> [Extract]
>> begin
What Remains of Edith Finch: The Comfort of Melancholy

Updated: Dec 8, 2022


Re-immersing in a favorite game world is deliciously tempting. I want to experience the things that I loved, and... I hope to linger on each level discovering even more treats. But while there, I have to ask myself, do I still find the same things enchanting? Or has my game experience expanded beyond the crush of one of my first loves? After two years of extolling its virtues to anyone who will listen, What Remains of Edith Finch did not disappoint.

I did feel like I was home. My favorite things are all here: true recognition of the pain of being human, a balancing tone of whimsy, architectural puzzles, well-crafted narration, mystery, and crucially for me… difficult but not impossible controller challenges. Few games thread that needle.


The premise still resonates. Seventeen-year-old Edith returns to her abandoned family home to understand how the perceived family curse has caused all but one member of every generation to die. Like Edith, I expect to be forever learning about my family history, trauma, and psychology, all while wondering how on earth I fit into it.


Like Edith, I expect to be forever learning about my family history, trauma, and psychology, all while wondering how on earth I fit into it.


Is there a family curse that keeps killing everyone? Or does the weight of being told about the curse motivate everyone into reckless behavior? I could write quite a bit about Edith Finch. But, I am going to hold myself to the top three game play mechanics that align with story events to create my most compelling emotional experiences.

1. A Way with Words I love seeing the words from Edith and her family member’s journals. They are dynamically graphic poetry on screen. These words along with her relative's sealed up bedroom décor and ephemera are all that remains of each life. They are the traces to be ingested, absorbed, and hopefully, as Edith searches the family home, to provide her with meaning and understanding of her place in the world.


The words appear and disappear in evocative ways. Sometimes so ephemerally that it’s hard to capture in screenshots. Frequently they are visual clues to prompt the player toward the golden path. Sometimes they evaporate metaphorically like the spores of a dandelion.

The most compelling use of these visible words is when they are a component in the game play mechanic. One of the best examples is Gus’ death while obstinately flying a kite in a thunderstorm to protest his father’s second marriage.


The most compelling use of these visible words is when they are a component in the game play mechanic.


Gus swore he would die before he would allow his father’s wedding to occur. As Gus, the player must fly a kite in a path to intertwine with words in several ways – sometimes to unpack or unfurl them, a few times to un-reverse or erase them, and finally to collect them.

When the storm becomes more violent, the wedding guests retreat into an event tent. The player must now use the kite mechanic to collect up all of the outdoor event tables and chairs. Eventually this collage of furniture grows so large and whips through the storm so fiercely that it blasts into the event tent and unmoors it. The tent then flies through the sky, slams into Gus, and kills him. Thus, Gus kept his word to die before his father is re-married.
>> end
> [What to work on]
a. Copy the records from the line containing "the girl's right" through the line containing "Target: top bundt cake", including both of those lines.
b. Continue the essay on What Remains of Edith Finch from the point where it stops.
The records have no connection to the essay on What Remains of Edith Finch.

> [Data for the task]
>> begin
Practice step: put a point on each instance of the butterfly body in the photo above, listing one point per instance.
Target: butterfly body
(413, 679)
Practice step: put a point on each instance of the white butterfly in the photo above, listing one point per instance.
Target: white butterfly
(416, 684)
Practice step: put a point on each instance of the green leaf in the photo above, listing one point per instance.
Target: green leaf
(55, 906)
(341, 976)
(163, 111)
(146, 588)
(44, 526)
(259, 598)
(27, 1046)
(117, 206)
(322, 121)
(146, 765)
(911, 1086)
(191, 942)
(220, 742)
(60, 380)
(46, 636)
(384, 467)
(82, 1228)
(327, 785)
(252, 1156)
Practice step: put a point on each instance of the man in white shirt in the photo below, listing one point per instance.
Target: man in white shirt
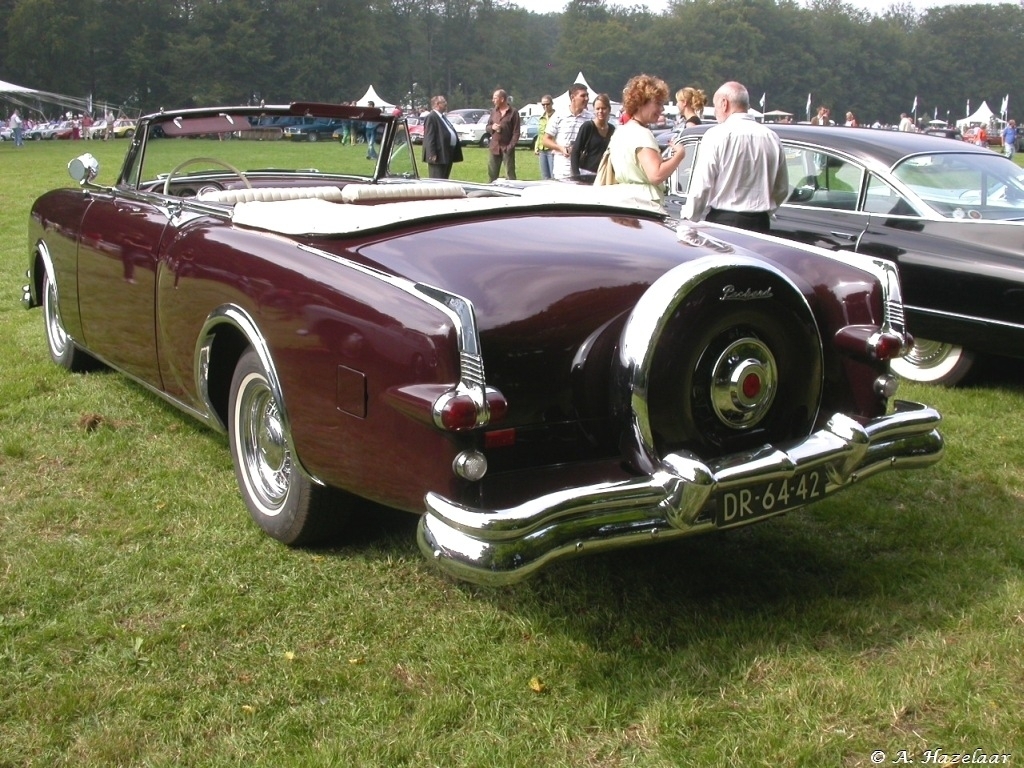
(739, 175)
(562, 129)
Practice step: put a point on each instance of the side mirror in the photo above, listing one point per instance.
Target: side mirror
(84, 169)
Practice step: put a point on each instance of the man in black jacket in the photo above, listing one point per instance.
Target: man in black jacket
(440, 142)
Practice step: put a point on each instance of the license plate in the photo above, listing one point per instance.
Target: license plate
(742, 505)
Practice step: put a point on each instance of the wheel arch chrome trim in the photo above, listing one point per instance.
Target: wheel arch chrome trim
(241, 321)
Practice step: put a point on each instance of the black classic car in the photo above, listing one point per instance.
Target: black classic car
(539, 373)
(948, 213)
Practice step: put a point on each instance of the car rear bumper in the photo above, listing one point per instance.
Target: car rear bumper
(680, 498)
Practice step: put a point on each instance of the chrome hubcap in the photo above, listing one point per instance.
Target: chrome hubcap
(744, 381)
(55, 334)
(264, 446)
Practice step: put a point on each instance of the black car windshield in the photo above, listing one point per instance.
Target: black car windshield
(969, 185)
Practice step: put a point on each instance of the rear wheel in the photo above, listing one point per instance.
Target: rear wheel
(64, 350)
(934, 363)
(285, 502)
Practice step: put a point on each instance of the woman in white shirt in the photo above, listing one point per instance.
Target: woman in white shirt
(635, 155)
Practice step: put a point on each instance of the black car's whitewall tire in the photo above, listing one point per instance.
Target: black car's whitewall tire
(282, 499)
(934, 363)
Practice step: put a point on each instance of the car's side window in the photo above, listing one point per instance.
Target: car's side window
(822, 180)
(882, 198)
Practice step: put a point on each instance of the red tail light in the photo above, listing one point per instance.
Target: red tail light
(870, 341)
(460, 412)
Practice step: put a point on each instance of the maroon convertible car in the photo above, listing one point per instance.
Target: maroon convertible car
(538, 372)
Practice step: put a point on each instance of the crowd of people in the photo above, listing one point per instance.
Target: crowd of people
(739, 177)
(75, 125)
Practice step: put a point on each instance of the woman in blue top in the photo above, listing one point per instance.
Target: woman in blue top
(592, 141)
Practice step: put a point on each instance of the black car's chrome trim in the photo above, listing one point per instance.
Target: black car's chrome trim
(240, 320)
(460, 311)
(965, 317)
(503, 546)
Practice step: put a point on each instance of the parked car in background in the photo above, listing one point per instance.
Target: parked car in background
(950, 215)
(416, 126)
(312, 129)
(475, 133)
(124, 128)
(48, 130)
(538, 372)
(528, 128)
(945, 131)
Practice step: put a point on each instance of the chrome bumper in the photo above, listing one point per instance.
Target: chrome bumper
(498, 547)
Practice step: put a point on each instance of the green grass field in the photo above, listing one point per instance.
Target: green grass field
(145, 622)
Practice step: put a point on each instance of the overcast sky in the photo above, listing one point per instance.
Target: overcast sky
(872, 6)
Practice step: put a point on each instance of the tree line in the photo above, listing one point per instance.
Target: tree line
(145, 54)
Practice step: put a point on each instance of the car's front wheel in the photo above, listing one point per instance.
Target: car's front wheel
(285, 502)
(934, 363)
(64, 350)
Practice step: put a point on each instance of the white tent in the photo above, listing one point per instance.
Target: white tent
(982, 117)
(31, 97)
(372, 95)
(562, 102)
>> end
>> begin
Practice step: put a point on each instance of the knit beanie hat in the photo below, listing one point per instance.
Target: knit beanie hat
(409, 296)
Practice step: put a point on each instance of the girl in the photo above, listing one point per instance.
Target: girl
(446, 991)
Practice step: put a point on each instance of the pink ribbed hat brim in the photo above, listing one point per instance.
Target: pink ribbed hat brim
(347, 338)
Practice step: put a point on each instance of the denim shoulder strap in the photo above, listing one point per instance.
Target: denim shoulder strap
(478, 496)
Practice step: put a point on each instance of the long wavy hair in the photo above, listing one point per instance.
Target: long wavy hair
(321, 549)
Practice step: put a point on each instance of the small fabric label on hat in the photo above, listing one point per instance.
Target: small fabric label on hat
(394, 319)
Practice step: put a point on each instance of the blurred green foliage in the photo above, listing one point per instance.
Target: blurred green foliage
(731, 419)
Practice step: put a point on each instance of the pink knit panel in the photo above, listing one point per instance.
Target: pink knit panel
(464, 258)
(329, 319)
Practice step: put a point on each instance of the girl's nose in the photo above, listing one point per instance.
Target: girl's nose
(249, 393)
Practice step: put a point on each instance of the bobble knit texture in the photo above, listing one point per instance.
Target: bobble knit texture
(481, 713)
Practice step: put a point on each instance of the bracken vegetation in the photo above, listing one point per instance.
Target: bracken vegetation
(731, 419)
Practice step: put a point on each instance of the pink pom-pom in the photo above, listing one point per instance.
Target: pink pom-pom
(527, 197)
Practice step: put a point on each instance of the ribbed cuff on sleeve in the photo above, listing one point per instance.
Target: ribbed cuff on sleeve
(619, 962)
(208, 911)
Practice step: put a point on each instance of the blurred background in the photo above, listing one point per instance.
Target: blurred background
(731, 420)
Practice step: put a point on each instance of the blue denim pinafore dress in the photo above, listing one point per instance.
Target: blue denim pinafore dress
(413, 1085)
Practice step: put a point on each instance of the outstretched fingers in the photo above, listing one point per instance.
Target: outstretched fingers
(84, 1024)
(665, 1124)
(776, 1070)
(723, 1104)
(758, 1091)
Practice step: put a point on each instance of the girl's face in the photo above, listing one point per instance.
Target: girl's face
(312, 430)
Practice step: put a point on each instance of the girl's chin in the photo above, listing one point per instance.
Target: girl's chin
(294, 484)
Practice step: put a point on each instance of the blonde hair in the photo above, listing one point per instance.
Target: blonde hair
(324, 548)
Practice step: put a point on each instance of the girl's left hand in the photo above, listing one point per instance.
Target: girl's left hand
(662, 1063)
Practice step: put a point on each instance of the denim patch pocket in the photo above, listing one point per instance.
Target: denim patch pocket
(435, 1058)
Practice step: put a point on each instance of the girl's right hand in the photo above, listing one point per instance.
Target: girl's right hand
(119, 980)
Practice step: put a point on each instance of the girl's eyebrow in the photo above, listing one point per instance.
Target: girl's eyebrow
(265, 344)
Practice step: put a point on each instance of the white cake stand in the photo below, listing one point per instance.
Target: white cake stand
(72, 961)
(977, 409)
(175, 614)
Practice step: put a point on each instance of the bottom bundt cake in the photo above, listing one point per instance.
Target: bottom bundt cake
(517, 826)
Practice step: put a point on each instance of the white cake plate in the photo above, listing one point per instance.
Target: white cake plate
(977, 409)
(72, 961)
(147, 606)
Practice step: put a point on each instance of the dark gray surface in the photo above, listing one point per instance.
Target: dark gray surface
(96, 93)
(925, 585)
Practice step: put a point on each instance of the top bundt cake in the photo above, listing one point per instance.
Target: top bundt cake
>> end
>> begin
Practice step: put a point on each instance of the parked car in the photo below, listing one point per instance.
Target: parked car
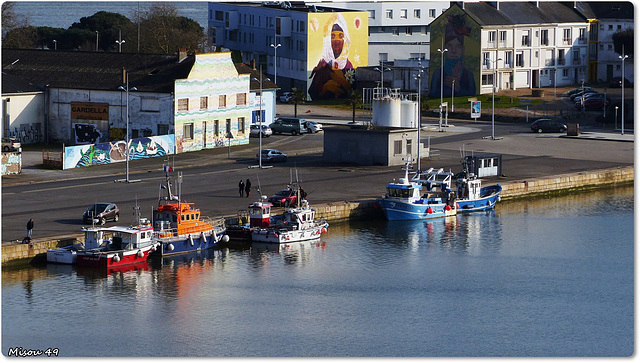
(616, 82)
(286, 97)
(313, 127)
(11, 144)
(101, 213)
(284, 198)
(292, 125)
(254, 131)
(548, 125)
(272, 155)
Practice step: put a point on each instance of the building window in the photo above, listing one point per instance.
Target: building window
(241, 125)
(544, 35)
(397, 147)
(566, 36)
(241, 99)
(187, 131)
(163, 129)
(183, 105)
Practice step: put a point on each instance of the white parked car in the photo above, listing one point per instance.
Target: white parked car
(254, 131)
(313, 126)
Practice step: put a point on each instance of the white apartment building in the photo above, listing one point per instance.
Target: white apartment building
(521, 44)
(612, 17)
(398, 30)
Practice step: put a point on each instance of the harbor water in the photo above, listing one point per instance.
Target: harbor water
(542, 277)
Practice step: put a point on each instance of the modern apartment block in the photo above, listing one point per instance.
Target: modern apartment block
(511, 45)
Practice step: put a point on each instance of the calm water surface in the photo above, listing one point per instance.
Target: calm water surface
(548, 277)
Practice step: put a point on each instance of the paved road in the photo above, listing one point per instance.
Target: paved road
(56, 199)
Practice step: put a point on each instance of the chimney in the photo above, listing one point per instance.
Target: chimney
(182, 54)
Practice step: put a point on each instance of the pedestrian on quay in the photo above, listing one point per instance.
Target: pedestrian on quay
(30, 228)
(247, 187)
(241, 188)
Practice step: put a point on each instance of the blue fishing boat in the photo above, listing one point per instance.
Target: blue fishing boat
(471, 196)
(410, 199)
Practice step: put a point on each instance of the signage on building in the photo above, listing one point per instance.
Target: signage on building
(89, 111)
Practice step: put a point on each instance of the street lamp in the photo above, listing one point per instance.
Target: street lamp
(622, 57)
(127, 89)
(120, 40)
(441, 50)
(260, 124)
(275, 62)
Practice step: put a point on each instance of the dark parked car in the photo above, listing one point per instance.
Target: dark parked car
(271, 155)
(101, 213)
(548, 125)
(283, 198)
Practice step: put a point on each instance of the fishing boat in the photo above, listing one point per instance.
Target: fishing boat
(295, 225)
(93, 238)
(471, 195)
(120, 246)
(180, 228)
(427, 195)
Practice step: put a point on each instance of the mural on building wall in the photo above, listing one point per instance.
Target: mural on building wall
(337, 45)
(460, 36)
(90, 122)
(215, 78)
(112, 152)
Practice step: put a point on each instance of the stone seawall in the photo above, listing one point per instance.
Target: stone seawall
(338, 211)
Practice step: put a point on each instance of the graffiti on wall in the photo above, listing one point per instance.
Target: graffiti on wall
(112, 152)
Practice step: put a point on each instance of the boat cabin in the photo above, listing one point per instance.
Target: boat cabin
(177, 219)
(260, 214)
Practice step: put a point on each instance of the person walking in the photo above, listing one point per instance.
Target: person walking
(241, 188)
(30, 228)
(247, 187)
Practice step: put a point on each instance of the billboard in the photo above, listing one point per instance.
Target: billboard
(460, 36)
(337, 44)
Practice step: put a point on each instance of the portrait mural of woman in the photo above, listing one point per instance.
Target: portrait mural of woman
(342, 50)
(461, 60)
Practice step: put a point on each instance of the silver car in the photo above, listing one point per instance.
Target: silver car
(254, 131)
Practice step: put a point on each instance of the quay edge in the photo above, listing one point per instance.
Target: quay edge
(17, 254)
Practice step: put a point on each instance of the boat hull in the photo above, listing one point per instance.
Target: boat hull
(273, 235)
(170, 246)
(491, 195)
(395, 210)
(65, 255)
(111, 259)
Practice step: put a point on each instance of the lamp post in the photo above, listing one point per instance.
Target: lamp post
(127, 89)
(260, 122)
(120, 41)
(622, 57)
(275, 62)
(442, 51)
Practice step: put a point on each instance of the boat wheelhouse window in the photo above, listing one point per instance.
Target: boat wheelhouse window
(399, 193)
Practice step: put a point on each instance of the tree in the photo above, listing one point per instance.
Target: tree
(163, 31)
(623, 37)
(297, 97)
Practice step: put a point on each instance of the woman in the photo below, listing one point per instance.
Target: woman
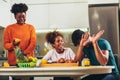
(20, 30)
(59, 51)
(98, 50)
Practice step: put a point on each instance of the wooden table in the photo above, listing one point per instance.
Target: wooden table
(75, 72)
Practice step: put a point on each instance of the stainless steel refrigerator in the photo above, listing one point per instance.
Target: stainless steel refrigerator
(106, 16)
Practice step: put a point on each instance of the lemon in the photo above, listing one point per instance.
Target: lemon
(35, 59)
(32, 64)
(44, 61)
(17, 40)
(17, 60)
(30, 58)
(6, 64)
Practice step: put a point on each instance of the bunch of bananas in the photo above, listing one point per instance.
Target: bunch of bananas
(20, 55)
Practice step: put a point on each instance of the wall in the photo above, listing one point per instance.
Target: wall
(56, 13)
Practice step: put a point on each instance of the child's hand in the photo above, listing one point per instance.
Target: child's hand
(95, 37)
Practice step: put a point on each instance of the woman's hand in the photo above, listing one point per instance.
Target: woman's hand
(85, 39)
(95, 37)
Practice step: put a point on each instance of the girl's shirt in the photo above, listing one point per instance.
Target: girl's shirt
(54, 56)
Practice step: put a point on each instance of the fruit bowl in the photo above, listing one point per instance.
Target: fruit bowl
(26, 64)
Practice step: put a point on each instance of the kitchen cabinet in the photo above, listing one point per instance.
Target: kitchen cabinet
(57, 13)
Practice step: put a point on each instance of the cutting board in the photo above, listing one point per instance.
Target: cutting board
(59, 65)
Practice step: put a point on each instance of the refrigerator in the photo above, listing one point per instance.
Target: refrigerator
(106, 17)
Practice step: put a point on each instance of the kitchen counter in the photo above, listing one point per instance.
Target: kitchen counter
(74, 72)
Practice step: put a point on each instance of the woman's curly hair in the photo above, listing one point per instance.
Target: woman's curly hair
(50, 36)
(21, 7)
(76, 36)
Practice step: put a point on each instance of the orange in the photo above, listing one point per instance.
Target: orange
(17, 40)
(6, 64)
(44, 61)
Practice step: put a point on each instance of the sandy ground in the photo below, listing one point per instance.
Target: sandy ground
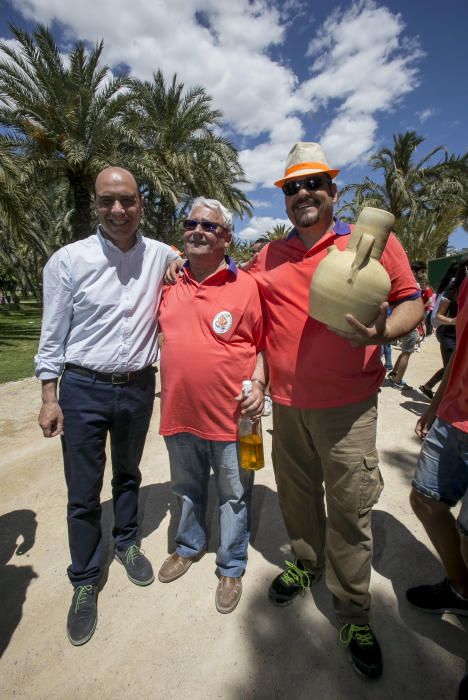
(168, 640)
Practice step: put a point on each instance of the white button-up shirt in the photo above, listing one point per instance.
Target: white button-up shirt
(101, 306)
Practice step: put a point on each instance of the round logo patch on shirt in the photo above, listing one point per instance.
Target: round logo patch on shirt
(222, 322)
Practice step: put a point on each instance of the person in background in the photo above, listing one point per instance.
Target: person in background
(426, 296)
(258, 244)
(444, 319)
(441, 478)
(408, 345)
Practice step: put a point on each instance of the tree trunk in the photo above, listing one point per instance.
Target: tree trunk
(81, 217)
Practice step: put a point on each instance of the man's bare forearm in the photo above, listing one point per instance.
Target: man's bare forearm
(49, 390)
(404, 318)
>> end
> [Answers to the tasks]
a.
Practice step: put a point on each instance of the girl's right hand in the photo above, listing one point per instance.
Target: girl's right hand
(119, 980)
Practice step: put a point on each instance of the girl's eyebrow in the photo above, listing one point per instance.
Target: girl's eyebrow
(265, 344)
Practice step: put a point on each instance of the white cake stand in the photo below, listing one point per instance.
Target: white cake stand
(72, 961)
(977, 409)
(175, 614)
Practice step: put a point on each instance of the bottom bundt cake in the photo above, listing one point per instance.
Target: bottom bundt cake
(517, 826)
Practice step: put a point on each instance of the white cake plate in the photo above, listing one point per instance.
Target: white cake plate
(977, 409)
(72, 961)
(147, 606)
Practice step: put a point on each instance of the dark gray surface in the photo above, listing one point per instance.
Target: dark gray surface
(96, 93)
(925, 585)
Practice step: put a point on each instance of the top bundt cake in the photo above, listing one point per instance.
Target: top bundt cake

b.
2. The Camera Mechanic in Sam’s death. In this level, the player is put into several camping scenes. They must look into a camera lens through rain, fog, or a blurry landscape, find something lovely or funny to focus on, and then shoot a photograph.

I have always been a camera person—way back to when it was essential to load film, adjust the f-stop for exposure, frame your shot, and manually focus the lens. The game mechanic captures that experience perfectly. The sepia tones and melancholy sound design add notes of sentimentality.


I have always been a camera person—way back to when it was essential to load film, adjust the f-stop for exposure, frame your shot, and manually focus the lens.


Throughout each of these scenes, Sam the father is telling Dawn, his daughter that he won’t always be around and she needs to listen to him and learn hunting skills to survive.


In the penultimate sequence, the player must focus Dawn’s rifle to “shoot” a buck and Sam’s camera to “shoot” a picture of Dawn as she shoots her first buck. When the buck is shot, Dawn is horrified and can't stop crying, but Sam is proud and can't wait to document it.



Sam sets up a timer to capture a photograph of Dawn, himself, and the buck. The player must focus the camera and guide Sam’s avatar into the shot before the camera timer goes off. Once Sam is in place, the buck awakens and knocks Sam off the cliff… just as the camera clicks. Simultaneously funny and cruel. Sam's death is Finch-ian quirky and unbelievable. I love irony!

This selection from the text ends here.